» **PROBLEM TO SOLVE**
Could you set out the lines below as a Markdown table with the columns Row and Line text, numbering each row and leaving out blank lines? Include only the lines starting with the one that contains "of the stone" and going on through the one that contains "point(53, 514)".

» **EXTRACTED DATA**
* * * *
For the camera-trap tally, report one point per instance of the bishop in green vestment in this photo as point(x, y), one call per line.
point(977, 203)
* * * *
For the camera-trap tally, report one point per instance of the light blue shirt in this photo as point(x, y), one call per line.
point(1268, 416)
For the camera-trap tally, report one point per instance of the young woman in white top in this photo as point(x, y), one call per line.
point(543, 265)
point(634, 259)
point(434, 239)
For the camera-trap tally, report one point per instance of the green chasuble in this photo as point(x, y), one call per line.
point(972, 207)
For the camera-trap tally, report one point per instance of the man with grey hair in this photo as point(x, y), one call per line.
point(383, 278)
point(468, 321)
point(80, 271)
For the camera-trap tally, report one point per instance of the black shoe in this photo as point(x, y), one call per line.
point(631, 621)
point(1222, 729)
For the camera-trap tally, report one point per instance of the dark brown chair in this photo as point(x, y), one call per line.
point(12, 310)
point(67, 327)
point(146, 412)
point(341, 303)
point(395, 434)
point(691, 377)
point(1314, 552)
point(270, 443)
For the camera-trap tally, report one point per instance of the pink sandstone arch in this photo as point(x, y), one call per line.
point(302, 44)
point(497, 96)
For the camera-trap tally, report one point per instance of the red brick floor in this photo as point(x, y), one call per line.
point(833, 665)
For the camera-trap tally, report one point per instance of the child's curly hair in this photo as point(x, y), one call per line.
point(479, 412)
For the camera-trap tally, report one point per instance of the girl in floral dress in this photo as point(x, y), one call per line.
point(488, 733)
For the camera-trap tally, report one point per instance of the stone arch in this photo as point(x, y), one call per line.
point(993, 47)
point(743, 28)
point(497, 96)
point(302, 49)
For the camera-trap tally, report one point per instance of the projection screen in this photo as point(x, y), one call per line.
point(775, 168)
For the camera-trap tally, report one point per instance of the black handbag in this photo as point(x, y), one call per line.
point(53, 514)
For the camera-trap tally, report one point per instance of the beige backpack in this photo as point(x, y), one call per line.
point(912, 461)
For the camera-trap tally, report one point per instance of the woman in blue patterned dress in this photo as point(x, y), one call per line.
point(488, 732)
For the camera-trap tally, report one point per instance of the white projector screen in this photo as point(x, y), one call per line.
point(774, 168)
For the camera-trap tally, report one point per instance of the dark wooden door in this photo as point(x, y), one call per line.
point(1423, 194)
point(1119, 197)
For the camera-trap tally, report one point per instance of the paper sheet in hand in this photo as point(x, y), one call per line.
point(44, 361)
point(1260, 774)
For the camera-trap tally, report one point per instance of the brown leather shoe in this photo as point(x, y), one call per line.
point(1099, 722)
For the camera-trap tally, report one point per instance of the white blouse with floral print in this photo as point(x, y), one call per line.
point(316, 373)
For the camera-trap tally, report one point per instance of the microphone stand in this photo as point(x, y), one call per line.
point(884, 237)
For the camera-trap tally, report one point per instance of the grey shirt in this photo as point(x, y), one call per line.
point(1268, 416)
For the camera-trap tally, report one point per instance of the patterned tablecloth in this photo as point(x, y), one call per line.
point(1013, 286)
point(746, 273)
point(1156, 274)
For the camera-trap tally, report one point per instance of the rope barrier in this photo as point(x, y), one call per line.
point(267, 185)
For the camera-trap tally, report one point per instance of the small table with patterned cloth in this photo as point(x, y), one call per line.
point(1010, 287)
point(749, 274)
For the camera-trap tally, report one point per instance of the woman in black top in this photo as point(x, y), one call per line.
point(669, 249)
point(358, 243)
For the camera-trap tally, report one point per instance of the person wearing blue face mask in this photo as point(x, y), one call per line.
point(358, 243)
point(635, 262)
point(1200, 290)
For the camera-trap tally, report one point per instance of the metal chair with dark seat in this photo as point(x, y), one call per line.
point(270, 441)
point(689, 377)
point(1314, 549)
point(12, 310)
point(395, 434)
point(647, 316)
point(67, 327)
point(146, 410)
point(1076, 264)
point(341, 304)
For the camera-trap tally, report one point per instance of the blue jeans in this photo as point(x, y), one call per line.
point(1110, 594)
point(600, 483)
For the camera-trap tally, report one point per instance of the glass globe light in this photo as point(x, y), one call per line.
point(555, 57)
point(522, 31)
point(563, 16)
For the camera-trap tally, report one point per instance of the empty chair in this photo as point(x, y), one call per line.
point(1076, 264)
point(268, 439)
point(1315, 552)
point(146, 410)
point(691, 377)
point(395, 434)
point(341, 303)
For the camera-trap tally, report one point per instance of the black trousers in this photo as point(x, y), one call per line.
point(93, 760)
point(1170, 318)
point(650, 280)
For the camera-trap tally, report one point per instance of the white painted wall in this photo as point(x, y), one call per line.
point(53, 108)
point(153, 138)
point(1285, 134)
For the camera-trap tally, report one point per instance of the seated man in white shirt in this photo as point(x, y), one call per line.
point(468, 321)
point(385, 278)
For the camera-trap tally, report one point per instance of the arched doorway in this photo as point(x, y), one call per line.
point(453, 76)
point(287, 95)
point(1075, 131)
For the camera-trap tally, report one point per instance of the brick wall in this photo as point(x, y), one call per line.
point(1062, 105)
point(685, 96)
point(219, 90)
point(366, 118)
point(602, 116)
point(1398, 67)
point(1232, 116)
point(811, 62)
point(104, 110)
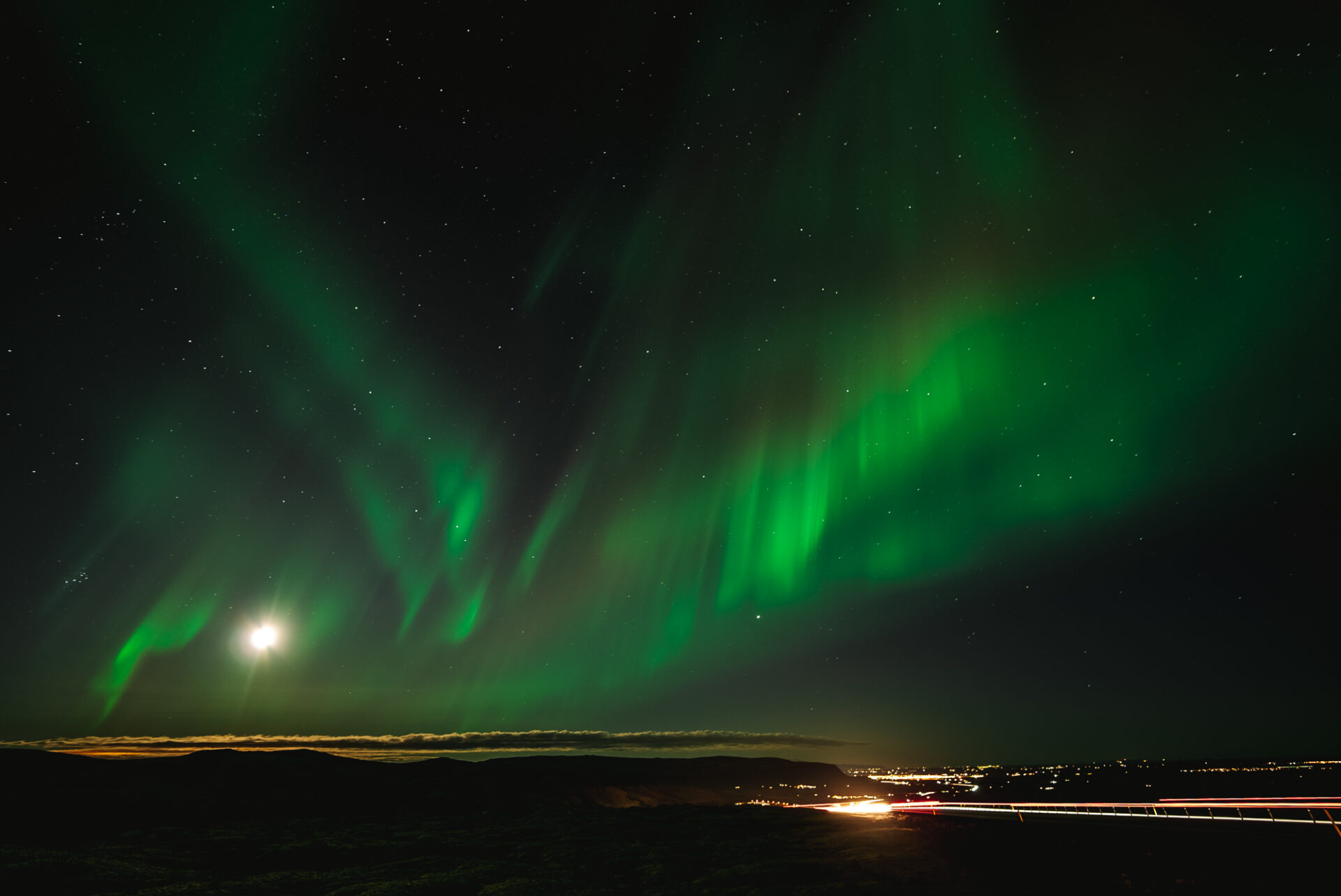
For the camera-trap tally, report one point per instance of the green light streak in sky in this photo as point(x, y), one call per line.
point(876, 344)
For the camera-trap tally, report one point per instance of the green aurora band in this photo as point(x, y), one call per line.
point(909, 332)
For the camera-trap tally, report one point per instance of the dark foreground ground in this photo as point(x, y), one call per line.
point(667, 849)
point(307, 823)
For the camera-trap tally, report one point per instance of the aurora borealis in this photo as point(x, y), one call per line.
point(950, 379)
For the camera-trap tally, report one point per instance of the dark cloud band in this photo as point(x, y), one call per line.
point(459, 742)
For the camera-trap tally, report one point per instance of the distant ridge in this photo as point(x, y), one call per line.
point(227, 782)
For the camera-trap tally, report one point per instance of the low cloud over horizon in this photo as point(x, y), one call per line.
* * * *
» **RIGHT ANSWER**
| Row | Line text |
|---|---|
| 1 | For the camera-trap tally, report one point per instance of the stone arch in this photo as point(x, y), one call per line. |
| 2 | point(993, 47) |
| 3 | point(743, 28) |
| 4 | point(497, 96) |
| 5 | point(302, 49) |
| 6 | For the camera-trap tally, report one point per instance of the projection screen in this photo as point(x, y), one call per line. |
| 7 | point(775, 168) |
| 8 | For the camera-trap tally, report one point per instance of the black handbag in this photo as point(x, y), one call per line. |
| 9 | point(53, 514) |